** TASKS TO COMPLETE **
A: Reproduce the passage on tendering Auction Preferred Stock word for word, starting at "The Fund’s acceptance" and ending at "and related documents.".
B: Turn the lines of the rows into a JSON list of strings with one string per line, starting at the line that contains "Can you find the white studio" and ending at the line that contains "x=185, y=197". Include both of those lines and leave out any blank lines.

** SOURCE TEXT **
********************

Your Representation and Warranty; Our Acceptance Constitutes an Agreement. A tender of Auction Preferred Stock under any of the procedures described above will constitute your acceptance of the terms and conditions of the Offer, as well as your representation and warranty to the Fund that you have the full power and authority to tender, sell, assign and transfer the Auction Preferred Stock tendered, as specified in the Letter of Transmittal or otherwise.
The Fund’s acceptance for payment of Auction Preferred Stock tendered under the Offer will constitute a binding agreement between you and the Fund with respect to such Auction Preferred Stock, upon the terms and conditions of the Offer described in this and related documents.

********************

** PROVIDED RECORDS **
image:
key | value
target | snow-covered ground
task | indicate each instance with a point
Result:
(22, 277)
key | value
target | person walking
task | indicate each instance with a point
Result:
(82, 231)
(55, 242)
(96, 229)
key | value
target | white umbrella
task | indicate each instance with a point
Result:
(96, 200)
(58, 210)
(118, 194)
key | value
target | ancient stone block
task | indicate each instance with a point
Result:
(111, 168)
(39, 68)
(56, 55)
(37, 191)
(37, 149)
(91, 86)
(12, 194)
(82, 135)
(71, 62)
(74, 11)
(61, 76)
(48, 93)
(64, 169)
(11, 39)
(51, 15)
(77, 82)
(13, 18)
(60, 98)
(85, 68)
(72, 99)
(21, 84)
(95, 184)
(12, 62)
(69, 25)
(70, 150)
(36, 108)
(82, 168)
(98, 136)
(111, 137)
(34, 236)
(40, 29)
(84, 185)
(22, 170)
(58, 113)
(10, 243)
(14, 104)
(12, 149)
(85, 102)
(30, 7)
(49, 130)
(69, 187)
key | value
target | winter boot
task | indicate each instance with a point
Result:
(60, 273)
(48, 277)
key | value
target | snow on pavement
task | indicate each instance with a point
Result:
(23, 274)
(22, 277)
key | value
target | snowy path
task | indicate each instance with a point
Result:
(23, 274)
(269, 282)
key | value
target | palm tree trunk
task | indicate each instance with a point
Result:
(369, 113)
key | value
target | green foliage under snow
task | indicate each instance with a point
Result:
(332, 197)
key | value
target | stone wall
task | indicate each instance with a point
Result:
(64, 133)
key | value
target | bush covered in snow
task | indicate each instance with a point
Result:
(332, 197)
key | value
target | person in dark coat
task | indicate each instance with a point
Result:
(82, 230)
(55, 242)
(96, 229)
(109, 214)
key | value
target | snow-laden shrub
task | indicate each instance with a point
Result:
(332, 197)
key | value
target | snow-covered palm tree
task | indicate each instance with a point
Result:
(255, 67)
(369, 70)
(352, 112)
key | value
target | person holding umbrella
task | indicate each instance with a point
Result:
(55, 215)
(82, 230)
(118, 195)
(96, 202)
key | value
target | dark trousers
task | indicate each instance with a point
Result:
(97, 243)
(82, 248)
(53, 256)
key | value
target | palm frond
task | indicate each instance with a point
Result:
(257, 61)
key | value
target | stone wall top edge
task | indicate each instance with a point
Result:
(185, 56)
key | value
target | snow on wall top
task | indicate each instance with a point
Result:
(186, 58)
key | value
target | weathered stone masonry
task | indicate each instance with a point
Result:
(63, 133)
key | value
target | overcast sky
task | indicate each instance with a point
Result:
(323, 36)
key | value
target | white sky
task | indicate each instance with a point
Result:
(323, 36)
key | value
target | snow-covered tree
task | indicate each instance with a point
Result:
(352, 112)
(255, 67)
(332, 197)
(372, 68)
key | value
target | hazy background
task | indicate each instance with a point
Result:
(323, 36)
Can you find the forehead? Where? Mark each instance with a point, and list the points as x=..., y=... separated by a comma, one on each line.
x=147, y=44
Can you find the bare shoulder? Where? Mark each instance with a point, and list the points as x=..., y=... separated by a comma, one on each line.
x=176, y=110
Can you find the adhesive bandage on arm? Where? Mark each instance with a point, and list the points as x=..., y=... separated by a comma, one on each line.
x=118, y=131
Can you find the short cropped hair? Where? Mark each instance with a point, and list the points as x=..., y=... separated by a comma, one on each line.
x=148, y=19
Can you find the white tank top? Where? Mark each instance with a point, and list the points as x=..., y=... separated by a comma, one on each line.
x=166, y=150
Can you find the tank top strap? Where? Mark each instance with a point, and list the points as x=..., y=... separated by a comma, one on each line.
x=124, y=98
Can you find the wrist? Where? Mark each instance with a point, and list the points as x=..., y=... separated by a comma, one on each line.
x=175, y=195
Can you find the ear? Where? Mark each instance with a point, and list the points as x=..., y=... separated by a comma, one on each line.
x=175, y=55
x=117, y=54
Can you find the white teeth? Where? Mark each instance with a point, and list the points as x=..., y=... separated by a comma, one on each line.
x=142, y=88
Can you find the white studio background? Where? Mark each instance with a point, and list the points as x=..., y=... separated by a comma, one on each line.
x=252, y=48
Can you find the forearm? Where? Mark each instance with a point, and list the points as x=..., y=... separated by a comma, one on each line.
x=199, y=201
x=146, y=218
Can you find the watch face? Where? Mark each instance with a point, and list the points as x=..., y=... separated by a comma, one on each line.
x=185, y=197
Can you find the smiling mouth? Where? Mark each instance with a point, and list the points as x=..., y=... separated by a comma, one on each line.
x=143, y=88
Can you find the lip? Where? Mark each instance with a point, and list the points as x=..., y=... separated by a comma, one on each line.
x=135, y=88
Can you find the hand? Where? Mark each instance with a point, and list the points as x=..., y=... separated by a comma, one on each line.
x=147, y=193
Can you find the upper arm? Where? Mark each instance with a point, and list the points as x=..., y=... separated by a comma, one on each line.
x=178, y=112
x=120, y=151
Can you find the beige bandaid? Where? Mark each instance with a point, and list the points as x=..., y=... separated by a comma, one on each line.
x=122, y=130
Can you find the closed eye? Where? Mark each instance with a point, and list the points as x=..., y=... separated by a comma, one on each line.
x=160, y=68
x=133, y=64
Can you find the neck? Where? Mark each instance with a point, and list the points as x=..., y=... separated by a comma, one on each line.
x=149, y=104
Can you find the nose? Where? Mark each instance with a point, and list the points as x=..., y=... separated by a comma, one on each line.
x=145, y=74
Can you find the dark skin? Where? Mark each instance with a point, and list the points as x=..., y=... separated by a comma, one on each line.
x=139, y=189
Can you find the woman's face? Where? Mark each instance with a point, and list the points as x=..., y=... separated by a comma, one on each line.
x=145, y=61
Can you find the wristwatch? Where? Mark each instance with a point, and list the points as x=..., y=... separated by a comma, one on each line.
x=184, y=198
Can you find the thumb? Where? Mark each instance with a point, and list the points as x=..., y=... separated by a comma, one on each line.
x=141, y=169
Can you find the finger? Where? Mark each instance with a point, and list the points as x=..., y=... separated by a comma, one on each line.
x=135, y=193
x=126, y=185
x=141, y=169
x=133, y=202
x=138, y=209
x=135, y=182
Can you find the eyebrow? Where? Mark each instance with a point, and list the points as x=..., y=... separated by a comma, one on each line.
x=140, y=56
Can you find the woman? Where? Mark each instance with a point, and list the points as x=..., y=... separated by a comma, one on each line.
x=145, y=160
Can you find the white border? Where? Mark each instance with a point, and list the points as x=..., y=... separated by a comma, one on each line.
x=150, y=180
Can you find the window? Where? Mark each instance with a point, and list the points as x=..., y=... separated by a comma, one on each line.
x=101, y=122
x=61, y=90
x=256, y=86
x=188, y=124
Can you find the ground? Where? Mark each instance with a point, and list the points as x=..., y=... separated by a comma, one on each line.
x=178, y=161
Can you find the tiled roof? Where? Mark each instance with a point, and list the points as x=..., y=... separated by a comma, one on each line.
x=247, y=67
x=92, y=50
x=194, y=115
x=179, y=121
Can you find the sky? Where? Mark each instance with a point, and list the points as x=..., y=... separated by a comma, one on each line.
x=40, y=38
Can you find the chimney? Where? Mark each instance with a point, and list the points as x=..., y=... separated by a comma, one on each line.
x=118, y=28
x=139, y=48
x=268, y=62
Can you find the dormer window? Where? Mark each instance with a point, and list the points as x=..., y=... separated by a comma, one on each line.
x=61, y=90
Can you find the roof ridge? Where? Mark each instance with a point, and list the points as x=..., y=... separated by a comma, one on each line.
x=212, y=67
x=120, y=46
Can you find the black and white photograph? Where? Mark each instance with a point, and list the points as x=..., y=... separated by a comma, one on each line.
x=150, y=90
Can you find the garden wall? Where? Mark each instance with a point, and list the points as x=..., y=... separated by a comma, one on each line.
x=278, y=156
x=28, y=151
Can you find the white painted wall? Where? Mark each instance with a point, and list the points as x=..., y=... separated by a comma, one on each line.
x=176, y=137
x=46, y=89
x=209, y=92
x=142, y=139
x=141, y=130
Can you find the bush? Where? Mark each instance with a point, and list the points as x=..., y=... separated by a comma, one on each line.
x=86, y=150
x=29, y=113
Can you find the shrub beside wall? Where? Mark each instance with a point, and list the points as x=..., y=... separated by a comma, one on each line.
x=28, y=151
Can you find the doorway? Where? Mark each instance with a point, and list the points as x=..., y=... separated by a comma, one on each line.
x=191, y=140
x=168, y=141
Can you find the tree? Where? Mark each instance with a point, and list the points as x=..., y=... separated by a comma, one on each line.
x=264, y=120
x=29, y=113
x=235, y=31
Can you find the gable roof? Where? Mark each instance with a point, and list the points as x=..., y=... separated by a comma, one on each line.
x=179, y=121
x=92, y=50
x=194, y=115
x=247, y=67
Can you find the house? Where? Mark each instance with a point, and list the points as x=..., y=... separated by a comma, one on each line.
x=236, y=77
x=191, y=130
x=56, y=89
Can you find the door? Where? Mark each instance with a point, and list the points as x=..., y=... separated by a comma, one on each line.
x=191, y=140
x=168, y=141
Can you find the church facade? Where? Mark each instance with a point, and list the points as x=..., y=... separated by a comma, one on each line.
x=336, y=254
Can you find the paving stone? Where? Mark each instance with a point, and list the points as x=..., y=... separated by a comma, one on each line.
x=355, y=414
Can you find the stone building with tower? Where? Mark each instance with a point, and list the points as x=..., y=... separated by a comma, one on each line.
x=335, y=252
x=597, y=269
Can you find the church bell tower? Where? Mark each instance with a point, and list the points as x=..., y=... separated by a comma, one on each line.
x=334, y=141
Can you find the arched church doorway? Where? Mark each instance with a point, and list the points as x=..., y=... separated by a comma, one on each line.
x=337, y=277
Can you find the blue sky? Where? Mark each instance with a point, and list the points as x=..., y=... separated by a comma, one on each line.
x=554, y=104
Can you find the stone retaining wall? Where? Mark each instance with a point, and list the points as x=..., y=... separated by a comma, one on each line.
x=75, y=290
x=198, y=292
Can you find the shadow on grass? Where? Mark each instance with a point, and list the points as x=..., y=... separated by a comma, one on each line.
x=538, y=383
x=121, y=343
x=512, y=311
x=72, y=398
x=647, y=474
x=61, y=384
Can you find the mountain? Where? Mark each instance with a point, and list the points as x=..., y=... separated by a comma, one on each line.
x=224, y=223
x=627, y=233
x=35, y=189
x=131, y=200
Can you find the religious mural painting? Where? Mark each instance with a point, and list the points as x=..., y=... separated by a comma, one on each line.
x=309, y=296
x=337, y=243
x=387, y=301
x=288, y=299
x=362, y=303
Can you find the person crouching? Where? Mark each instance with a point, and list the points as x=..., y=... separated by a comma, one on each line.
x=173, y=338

********************

** RESULTS BY TASK **
A:
The Fund’s acceptance for payment of Auction Preferred Stock tendered under the Offer will constitute a binding agreement between you and the Fund with respect to such Auction Preferred Stock, upon the terms and conditions of the Offer described in this and related documents.

B:
[
  "Can you find the white studio background? Where? Mark each instance with a point, and list the points as x=..., y=... separated by a comma, one on each line.",
  "x=252, y=48",
  "Can you find the forearm? Where? Mark each instance with a point, and list the points as x=..., y=... separated by a comma, one on each line.",
  "x=199, y=201",
  "x=146, y=218",
  "Can you find the watch face? Where? Mark each instance with a point, and list the points as x=..., y=... separated by a comma, one on each line.",
  "x=185, y=197"
]